▶ _PROBLEM DETAILS_: Repeat the lines below word for word, from the very first line down to and including the line with "[(823, 423), (632, 448)]". Leave the pictures out of your answer.

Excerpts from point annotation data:
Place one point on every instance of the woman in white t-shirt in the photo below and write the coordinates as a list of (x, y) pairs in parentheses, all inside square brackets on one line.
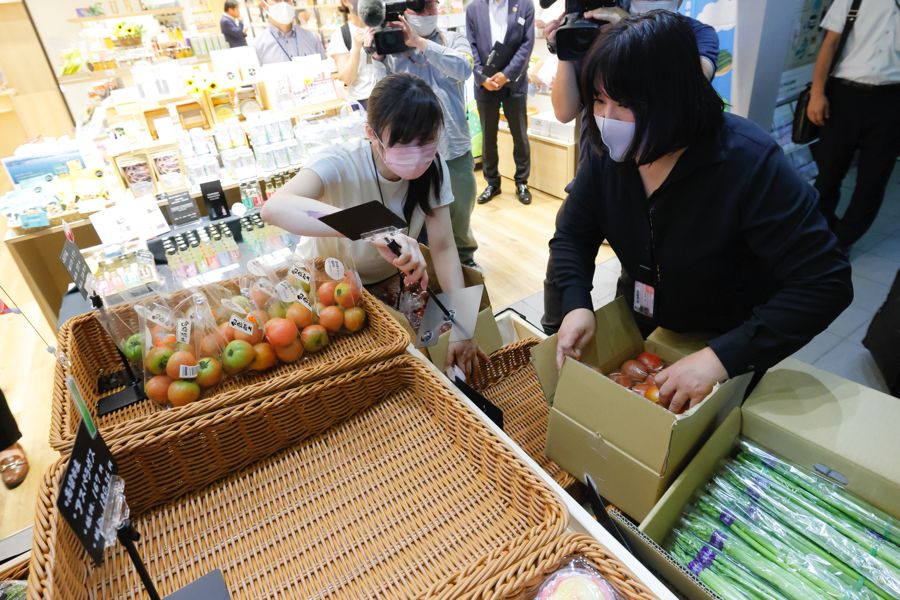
[(398, 164), (355, 67)]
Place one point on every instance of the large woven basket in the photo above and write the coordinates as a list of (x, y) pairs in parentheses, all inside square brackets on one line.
[(378, 483), (91, 352), (523, 580), (509, 381)]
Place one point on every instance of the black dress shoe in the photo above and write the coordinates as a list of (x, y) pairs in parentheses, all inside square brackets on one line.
[(523, 193), (489, 192)]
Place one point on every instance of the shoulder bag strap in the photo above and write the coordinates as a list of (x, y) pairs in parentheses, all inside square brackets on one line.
[(848, 27)]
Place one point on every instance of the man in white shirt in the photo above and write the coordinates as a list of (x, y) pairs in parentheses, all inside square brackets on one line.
[(859, 110), (283, 40)]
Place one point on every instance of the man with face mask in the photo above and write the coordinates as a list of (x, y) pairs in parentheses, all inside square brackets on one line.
[(444, 60), (282, 40)]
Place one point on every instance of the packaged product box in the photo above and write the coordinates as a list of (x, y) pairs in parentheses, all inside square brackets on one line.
[(823, 423), (632, 448)]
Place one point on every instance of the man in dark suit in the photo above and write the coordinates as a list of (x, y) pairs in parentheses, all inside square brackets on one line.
[(232, 27), (502, 79)]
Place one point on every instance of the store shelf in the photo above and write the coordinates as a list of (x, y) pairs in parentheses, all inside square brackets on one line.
[(128, 15)]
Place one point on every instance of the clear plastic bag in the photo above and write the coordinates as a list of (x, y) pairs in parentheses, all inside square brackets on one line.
[(576, 579)]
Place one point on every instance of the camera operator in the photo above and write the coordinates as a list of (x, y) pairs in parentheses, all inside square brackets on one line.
[(283, 40), (565, 95), (444, 60), (502, 35)]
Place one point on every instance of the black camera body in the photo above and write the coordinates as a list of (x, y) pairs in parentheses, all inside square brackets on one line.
[(576, 34), (389, 39)]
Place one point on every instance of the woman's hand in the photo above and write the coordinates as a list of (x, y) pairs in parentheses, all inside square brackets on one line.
[(818, 109), (466, 355), (410, 262), (576, 330), (689, 381)]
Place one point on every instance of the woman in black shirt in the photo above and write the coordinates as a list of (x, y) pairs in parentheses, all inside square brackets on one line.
[(714, 229)]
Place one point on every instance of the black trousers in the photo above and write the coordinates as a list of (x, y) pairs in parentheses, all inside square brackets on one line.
[(514, 106), (9, 431), (865, 119)]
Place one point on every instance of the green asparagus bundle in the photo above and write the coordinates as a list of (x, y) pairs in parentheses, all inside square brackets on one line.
[(800, 536)]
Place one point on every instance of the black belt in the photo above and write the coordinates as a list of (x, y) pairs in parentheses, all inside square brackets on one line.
[(867, 86)]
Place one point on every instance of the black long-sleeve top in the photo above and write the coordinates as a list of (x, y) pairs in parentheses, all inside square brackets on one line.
[(732, 242)]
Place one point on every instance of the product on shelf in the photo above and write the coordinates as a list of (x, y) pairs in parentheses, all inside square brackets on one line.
[(637, 375), (576, 580), (763, 527)]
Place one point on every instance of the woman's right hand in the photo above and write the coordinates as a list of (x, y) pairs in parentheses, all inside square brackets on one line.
[(818, 109), (411, 261), (576, 331)]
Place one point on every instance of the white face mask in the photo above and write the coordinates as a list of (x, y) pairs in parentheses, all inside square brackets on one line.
[(639, 7), (282, 12), (424, 26), (616, 136)]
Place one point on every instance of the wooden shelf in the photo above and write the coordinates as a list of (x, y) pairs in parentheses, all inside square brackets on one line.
[(127, 15)]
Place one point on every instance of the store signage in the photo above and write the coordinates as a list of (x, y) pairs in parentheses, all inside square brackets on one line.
[(182, 208), (77, 267), (214, 198), (85, 485)]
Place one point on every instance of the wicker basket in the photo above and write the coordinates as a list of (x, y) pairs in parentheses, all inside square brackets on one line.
[(91, 352), (378, 483), (17, 569), (523, 580), (509, 381)]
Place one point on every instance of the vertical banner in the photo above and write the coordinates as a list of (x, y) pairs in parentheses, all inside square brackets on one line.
[(722, 16)]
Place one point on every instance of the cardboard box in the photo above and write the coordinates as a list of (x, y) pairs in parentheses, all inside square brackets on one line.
[(819, 421), (631, 447)]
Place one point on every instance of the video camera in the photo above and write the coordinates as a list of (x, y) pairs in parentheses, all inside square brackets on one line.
[(377, 13), (576, 34)]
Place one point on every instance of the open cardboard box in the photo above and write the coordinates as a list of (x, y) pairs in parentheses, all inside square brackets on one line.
[(823, 423), (631, 447)]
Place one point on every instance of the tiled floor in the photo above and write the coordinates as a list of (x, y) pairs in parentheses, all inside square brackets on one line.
[(875, 260)]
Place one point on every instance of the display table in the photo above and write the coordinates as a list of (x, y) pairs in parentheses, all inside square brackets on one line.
[(580, 520)]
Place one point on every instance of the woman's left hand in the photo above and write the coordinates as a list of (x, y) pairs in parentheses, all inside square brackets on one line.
[(411, 261), (466, 355), (689, 381)]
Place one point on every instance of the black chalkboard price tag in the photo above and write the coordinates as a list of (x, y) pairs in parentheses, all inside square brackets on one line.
[(77, 267), (85, 484)]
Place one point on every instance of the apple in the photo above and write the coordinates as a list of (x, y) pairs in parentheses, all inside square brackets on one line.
[(354, 319), (157, 388), (177, 360), (314, 338), (237, 356), (210, 373), (265, 357), (290, 353), (133, 348), (277, 309), (345, 295), (157, 359), (183, 392)]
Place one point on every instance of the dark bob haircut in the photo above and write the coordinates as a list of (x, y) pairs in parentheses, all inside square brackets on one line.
[(407, 107), (650, 65)]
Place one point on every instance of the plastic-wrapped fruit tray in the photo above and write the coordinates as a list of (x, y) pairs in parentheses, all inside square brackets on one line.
[(92, 353), (379, 483), (509, 381), (524, 579)]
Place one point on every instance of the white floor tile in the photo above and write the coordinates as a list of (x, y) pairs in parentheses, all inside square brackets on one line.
[(818, 347), (853, 362)]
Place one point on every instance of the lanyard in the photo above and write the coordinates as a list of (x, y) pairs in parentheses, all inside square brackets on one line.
[(283, 49)]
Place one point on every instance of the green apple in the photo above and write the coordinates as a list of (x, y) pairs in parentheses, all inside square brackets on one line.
[(157, 359), (237, 356), (133, 348)]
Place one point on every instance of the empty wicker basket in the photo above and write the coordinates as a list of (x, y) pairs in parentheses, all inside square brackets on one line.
[(509, 381), (378, 483), (91, 353)]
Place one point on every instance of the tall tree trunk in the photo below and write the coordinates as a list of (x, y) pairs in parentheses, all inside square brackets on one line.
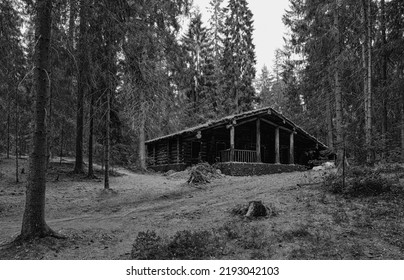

▶ _RESULT OF THE TASK_:
Place one point on every instance of the woman in white t-shirt in the photo below and write the coordinates as a list of (x, y) pairs in parentheses, all inside square brackets on one line.
[(398, 164), (355, 67)]
Place one point on every instance of the large woven basket in the photo above and write the coordinates as a list of (x, y) pairs in parentheses, all inside square brackets on one line.
[(378, 483), (91, 352), (523, 580), (509, 381)]
Place one point on every instance of the black dress shoe in the photo above and write the coordinates as a list of (x, y) pairs in parentheses, all inside square brackets on one line.
[(523, 193), (489, 192)]
Place one point on every instance of the shoulder bag strap in the photo above and write the coordinates as a list of (x, y) pairs in parentheses, all inside square brackets on one line.
[(848, 27)]
Place one point on every instance of the man in white shirt in the photo above and write the coordinates as a list of (x, y) pairs in parentheses, all inside square brackets on one line.
[(859, 110), (283, 40)]
Place one point on every instance of the man with face mask in the photo above and write the coordinates as a list of (x, y) pairs in parentheses, all inside square brackets on one line.
[(444, 60), (282, 40)]
Place one point on every instance of the packaged product box in the photo above and write the coordinates as a list of (x, y) pairs in parentheses, all inside square brackets on one line.
[(823, 423), (632, 448)]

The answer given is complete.